Extract every line in the items below that contains the word "airport", copying each such line in full.

Collected data:
------------

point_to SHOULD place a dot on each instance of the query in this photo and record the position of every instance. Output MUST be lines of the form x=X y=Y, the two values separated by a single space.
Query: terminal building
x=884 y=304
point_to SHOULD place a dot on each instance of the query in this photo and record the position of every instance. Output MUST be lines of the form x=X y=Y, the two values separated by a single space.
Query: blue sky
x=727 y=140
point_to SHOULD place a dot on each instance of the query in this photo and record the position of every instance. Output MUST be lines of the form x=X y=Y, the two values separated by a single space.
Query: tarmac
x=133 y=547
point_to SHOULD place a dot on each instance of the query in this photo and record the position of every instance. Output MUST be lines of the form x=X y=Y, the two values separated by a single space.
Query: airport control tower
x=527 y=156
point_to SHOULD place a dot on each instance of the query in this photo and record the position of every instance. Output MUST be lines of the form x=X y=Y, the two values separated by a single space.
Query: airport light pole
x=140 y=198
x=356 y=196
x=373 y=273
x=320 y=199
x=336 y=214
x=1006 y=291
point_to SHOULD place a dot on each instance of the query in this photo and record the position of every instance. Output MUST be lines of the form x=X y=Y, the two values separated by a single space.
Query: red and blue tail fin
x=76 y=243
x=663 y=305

------------

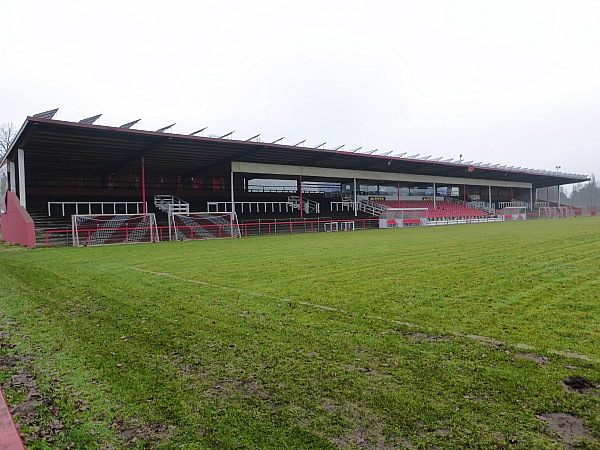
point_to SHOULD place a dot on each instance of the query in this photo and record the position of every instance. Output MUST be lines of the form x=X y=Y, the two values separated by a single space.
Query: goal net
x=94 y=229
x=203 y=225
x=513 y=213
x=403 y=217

------------

TASK RESPONSE:
Query: airport control tower
Query: airport light pole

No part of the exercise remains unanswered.